** SELECTED TEXT **
A property developer and operator of Hobart’s Men’s Galley and Launceston’s Show Girls has been charged with fraud and dishonesty offences after engaging elderly victims in a Ponzi scheme involving low-doc loans.
Mr Bradley Keith Silver, director of Gold Coast property development company Capital Growth International Club, was charged by the Australian Securities and Investments Commission (ASIC) on Friday with seven counts of fraud to the value of $2.32 million, with a maximum sentence of 12 years' imprisonment.
Additionally, he was charged with six counts of dishonest use of his position as a director, with a maximum sentence of five years in jail.
He was found to have encouraged elderly victims with little to no income or appropriate documentation to invest in a low-risk, high-return scheme, with promised returns of up to 20 per cent per annum.
Between 2008 and 2011, Mr Silver was director at Capital Growth International Club and associated with All About Property Development. However, in February 2011, both companies were liquidated, with investors owed about $9 million.
The investors were predominantly elderly, with some over 100 years old.
Mr Silver was arrested at Brisbane Airport on 20 July 2017 and brought before the Brisbane Magistrates Court the same day.
He has been released on conditional bail and will appear in the Brisbane Magistrates Court on 25 August 2017.

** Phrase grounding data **
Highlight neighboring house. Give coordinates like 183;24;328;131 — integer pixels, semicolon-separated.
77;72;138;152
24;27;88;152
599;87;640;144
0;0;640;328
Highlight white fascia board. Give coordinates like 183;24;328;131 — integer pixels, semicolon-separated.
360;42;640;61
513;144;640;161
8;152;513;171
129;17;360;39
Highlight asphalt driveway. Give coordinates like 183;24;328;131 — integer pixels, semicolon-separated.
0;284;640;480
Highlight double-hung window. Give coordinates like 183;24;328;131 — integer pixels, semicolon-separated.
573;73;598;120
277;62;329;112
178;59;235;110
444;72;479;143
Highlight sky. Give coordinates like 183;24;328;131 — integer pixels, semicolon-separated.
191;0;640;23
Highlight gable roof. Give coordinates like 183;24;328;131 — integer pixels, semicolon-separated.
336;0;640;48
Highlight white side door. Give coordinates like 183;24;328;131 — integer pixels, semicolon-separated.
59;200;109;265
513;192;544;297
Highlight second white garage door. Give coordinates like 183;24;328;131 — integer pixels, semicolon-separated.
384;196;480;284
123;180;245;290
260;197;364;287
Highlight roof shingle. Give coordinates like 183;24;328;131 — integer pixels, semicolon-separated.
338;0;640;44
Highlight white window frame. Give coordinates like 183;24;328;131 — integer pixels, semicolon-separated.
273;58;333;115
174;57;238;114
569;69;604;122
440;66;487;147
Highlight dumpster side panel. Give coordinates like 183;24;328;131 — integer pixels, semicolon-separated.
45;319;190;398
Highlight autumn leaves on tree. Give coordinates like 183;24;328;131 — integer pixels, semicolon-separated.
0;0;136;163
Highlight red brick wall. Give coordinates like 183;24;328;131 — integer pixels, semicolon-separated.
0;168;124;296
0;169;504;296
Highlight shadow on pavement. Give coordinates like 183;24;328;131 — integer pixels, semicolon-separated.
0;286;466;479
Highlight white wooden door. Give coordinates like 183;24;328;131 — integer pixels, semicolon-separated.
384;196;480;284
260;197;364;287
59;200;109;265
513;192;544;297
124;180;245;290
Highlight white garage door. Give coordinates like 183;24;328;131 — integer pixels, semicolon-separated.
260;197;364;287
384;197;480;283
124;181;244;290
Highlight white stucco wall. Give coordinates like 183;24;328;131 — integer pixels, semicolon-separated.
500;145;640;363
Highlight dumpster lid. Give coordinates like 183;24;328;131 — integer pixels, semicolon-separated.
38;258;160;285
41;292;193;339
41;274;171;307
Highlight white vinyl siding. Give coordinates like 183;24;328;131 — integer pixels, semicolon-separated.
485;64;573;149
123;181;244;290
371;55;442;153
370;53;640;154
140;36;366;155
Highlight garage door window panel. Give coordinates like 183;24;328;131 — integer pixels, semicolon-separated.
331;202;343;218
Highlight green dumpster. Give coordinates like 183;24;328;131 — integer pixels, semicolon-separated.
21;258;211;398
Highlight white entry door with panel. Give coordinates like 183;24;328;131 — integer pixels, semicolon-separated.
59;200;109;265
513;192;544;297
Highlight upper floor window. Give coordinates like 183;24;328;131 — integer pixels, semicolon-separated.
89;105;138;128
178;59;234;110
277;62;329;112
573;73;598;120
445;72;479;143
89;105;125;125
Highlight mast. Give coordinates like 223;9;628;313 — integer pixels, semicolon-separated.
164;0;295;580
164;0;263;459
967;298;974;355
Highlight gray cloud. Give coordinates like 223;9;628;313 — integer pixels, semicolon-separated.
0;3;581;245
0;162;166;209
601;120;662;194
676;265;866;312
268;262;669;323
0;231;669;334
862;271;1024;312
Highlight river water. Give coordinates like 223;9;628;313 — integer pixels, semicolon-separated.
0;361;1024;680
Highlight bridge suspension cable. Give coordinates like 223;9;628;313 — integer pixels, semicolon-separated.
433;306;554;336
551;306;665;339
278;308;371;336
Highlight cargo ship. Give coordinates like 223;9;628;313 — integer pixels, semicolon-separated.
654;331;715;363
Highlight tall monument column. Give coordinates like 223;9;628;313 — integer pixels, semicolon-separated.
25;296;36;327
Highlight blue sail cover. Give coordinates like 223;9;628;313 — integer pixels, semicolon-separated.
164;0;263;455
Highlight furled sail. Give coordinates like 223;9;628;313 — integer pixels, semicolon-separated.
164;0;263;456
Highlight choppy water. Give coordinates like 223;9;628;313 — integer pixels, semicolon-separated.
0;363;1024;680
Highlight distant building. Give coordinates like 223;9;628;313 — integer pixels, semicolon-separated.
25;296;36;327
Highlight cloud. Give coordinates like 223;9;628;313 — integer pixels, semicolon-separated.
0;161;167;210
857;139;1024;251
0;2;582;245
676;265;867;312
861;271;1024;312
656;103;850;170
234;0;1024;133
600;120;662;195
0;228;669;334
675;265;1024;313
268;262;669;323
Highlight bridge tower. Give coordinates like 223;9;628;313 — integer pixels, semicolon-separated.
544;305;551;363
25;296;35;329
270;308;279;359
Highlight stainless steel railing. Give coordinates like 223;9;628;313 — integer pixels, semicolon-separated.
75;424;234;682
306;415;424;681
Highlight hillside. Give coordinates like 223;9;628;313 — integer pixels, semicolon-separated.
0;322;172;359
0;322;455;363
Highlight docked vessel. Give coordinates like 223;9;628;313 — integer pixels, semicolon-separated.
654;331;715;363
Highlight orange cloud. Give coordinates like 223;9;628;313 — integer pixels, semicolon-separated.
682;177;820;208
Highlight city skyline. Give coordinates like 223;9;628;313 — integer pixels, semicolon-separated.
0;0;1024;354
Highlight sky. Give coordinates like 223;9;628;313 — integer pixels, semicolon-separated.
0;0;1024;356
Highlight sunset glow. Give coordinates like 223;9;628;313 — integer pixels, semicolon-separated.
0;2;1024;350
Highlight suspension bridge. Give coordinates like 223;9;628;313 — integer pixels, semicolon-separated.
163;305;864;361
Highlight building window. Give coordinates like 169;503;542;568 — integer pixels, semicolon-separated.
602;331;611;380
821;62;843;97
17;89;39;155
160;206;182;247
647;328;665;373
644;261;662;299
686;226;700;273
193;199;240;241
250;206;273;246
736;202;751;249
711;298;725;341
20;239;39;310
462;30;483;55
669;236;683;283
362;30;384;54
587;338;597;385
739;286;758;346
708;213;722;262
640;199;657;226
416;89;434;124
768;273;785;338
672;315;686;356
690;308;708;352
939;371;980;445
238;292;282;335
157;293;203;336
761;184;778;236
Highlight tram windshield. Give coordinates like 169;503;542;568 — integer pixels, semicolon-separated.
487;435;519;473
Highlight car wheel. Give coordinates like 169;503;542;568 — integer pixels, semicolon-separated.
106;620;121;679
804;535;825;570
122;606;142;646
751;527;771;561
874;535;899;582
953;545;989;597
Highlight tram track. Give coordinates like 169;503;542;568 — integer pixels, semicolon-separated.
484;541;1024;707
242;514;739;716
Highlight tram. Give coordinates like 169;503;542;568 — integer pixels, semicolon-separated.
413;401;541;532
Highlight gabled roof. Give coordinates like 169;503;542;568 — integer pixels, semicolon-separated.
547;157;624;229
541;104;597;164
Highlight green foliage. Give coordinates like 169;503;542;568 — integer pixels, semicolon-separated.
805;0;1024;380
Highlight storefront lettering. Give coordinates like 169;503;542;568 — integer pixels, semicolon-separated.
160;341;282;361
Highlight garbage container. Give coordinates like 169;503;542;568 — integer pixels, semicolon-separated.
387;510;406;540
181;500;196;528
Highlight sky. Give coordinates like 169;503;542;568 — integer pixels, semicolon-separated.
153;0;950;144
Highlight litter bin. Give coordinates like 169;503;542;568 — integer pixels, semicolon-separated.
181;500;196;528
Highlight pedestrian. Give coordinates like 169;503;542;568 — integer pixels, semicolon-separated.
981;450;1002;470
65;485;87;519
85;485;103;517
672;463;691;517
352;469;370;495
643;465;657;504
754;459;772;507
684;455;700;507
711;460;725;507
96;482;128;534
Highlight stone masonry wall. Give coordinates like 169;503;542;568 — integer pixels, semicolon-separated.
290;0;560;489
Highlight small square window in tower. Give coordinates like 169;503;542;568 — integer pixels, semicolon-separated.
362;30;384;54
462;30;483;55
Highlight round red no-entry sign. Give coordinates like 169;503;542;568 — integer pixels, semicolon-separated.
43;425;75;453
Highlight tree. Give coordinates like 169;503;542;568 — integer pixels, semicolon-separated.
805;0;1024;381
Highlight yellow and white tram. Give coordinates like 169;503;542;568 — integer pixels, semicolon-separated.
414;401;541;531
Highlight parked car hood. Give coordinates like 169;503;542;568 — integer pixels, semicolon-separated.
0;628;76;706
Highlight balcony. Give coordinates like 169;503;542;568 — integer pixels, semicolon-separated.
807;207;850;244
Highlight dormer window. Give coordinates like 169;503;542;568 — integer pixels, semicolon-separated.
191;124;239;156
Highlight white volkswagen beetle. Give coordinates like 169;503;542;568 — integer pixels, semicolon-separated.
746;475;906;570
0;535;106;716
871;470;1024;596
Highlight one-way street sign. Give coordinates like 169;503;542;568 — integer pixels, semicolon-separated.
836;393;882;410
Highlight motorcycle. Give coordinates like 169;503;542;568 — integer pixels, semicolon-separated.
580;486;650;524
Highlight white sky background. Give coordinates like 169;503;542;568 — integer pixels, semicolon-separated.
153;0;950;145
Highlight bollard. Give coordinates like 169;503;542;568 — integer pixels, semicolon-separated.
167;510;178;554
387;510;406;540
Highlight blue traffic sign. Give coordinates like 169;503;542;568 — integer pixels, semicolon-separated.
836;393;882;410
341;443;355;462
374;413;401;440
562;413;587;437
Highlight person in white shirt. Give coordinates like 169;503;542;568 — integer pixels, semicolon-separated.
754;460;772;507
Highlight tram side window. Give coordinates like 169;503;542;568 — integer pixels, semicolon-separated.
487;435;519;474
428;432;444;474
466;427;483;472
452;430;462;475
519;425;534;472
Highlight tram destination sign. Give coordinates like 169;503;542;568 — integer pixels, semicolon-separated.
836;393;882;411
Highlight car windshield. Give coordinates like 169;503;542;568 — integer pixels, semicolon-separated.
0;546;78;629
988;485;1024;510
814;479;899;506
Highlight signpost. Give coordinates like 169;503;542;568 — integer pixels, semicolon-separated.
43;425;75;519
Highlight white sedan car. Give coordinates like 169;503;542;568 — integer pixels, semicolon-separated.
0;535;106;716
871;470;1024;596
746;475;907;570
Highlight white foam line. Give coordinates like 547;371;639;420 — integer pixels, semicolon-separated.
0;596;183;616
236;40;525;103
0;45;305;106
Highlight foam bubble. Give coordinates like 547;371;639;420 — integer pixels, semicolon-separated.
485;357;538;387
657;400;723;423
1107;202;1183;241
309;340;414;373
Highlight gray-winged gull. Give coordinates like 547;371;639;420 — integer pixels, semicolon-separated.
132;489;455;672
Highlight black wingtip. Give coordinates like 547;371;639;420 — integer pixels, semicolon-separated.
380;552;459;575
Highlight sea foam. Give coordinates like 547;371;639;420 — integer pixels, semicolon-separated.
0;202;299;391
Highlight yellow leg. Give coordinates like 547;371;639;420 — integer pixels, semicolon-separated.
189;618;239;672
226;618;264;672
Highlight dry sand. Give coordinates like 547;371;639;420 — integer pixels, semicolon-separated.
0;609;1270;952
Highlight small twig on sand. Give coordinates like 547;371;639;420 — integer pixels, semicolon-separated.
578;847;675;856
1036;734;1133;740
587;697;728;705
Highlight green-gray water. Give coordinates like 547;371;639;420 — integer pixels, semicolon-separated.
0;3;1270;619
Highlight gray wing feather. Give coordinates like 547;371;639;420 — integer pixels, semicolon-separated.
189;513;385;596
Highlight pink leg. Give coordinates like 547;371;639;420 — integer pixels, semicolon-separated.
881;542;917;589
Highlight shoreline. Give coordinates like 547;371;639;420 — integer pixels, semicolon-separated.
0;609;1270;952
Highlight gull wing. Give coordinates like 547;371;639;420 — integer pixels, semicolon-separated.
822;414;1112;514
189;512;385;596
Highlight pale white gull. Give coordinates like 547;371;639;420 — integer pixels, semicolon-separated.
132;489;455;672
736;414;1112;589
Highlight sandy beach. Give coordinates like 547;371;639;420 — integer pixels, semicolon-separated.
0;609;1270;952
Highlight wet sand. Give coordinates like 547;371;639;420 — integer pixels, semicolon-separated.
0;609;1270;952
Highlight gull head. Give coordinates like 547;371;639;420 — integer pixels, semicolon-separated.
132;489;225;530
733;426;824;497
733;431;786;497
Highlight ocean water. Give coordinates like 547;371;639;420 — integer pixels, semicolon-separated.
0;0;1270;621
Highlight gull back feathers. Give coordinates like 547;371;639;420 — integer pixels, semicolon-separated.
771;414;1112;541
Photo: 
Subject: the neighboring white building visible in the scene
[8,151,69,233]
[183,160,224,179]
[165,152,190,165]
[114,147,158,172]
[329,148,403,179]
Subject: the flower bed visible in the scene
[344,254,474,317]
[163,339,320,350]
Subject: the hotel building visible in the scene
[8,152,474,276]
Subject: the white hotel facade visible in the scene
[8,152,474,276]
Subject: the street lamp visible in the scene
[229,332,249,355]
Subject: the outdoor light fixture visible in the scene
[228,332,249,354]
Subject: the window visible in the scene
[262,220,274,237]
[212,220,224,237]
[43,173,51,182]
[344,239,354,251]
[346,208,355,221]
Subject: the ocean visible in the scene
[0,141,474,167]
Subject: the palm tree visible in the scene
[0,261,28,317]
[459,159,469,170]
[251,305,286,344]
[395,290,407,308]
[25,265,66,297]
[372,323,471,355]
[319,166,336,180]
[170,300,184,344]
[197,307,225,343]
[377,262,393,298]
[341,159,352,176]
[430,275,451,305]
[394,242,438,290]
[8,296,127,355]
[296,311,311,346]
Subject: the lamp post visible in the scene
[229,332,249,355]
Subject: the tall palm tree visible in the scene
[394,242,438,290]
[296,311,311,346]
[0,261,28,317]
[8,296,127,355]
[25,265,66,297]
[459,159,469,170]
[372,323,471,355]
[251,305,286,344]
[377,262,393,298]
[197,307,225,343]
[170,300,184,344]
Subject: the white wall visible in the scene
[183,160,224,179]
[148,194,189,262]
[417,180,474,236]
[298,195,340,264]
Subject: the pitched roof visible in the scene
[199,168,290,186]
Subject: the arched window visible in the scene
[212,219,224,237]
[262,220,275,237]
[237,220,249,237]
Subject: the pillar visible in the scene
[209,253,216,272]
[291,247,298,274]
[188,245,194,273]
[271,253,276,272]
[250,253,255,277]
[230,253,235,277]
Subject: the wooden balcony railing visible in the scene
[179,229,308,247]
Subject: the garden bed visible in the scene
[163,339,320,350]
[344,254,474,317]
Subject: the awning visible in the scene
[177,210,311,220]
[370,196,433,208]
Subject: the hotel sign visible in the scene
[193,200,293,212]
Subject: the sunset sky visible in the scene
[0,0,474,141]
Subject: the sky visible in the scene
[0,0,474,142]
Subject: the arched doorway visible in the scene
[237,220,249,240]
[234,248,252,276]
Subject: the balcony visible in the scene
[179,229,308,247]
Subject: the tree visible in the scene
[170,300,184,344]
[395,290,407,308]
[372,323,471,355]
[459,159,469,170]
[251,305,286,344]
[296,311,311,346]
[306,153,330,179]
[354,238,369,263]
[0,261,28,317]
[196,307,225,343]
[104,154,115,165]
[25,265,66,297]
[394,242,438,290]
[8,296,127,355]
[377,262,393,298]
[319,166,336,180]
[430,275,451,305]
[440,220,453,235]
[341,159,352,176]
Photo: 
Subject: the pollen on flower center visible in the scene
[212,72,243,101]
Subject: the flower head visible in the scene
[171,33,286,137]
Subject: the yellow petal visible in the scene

** ABOUT THIS EXERCISE **
Copy the news report's passage between "He was found" and "100 years old.", inclusive. The records have nothing to do with the news report.

** WRITTEN ANSWER **
He was found to have encouraged elderly victims with little to no income or appropriate documentation to invest in a low-risk, high-return scheme, with promised returns of up to 20 per cent per annum.
Between 2008 and 2011, Mr Silver was director at Capital Growth International Club and associated with All About Property Development. However, in February 2011, both companies were liquidated, with investors owed about $9 million.
The investors were predominantly elderly, with some over 100 years old.